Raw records
....

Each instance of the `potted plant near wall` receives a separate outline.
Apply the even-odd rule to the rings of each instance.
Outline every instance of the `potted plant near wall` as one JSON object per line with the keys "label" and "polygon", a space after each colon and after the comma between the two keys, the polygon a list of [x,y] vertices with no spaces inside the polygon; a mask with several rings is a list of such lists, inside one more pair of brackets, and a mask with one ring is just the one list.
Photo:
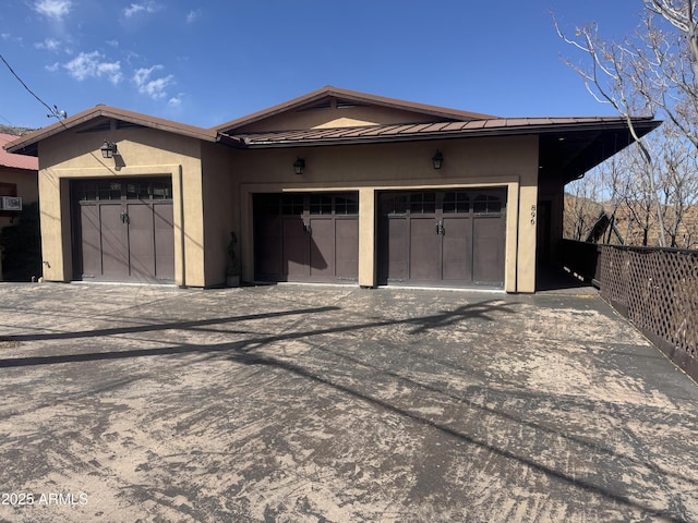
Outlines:
{"label": "potted plant near wall", "polygon": [[236,254],[238,245],[238,236],[234,232],[230,232],[230,242],[228,242],[228,267],[226,268],[226,285],[240,287],[240,260]]}

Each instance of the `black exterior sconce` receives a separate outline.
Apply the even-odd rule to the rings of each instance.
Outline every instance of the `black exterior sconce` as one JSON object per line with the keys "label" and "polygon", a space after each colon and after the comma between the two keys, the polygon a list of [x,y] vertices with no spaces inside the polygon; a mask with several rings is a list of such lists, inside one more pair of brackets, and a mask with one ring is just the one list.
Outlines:
{"label": "black exterior sconce", "polygon": [[113,142],[107,142],[106,139],[105,145],[99,147],[99,150],[101,150],[103,158],[113,158],[115,155],[119,154],[117,144],[115,144]]}
{"label": "black exterior sconce", "polygon": [[302,174],[304,169],[305,160],[299,156],[298,159],[293,162],[293,172],[296,174]]}

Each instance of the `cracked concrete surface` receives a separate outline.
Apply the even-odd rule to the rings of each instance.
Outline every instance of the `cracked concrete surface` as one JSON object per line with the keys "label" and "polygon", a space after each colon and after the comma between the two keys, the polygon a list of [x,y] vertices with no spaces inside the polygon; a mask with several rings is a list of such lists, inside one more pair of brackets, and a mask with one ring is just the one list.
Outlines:
{"label": "cracked concrete surface", "polygon": [[0,295],[3,522],[698,521],[698,386],[598,296]]}

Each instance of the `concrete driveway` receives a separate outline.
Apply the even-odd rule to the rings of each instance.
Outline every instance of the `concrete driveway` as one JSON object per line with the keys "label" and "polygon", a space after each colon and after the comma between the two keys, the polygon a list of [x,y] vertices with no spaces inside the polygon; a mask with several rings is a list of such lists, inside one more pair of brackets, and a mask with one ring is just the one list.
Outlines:
{"label": "concrete driveway", "polygon": [[698,521],[698,386],[598,296],[2,283],[0,340],[0,521]]}

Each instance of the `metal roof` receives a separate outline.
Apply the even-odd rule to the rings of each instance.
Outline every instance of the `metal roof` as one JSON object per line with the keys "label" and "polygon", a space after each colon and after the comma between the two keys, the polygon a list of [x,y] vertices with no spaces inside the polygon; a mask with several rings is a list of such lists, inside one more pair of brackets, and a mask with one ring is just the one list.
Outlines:
{"label": "metal roof", "polygon": [[269,107],[262,111],[253,112],[246,117],[231,120],[221,125],[213,127],[213,130],[226,134],[234,134],[234,131],[249,125],[260,120],[264,120],[281,112],[287,112],[292,109],[300,109],[303,106],[316,104],[326,98],[338,98],[345,101],[351,101],[356,104],[366,104],[371,106],[386,107],[390,109],[399,109],[402,111],[412,111],[421,114],[436,117],[438,120],[489,120],[496,117],[491,114],[482,114],[480,112],[460,111],[458,109],[449,109],[438,106],[430,106],[426,104],[416,104],[413,101],[398,100],[395,98],[387,98],[384,96],[368,95],[365,93],[359,93],[356,90],[341,89],[339,87],[333,87],[330,85],[323,87],[322,89],[314,90],[306,95],[293,98],[292,100],[285,101],[274,107]]}
{"label": "metal roof", "polygon": [[[636,126],[647,132],[654,129],[651,118],[634,119]],[[659,122],[657,122],[659,123]],[[330,144],[356,144],[366,142],[397,142],[434,138],[453,138],[505,134],[540,134],[581,132],[585,130],[627,129],[627,122],[619,117],[591,118],[493,118],[460,122],[405,123],[388,125],[365,125],[336,129],[304,129],[297,131],[275,131],[248,134],[232,134],[231,137],[248,148],[299,147]],[[645,133],[642,133],[645,134]]]}
{"label": "metal roof", "polygon": [[24,169],[27,171],[38,171],[38,158],[24,155],[13,155],[4,150],[4,146],[10,142],[20,138],[13,134],[0,133],[0,167],[10,167],[13,169]]}

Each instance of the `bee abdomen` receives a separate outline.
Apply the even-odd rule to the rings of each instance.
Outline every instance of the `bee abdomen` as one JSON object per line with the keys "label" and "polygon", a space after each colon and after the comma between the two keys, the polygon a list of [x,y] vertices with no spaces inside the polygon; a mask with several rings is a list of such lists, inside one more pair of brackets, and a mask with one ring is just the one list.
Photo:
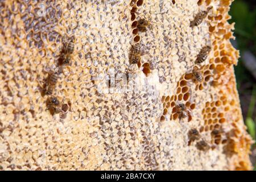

....

**Stated task:** Please tally the lines above that contain the word "separate" and give only the number.

**Reply:** 6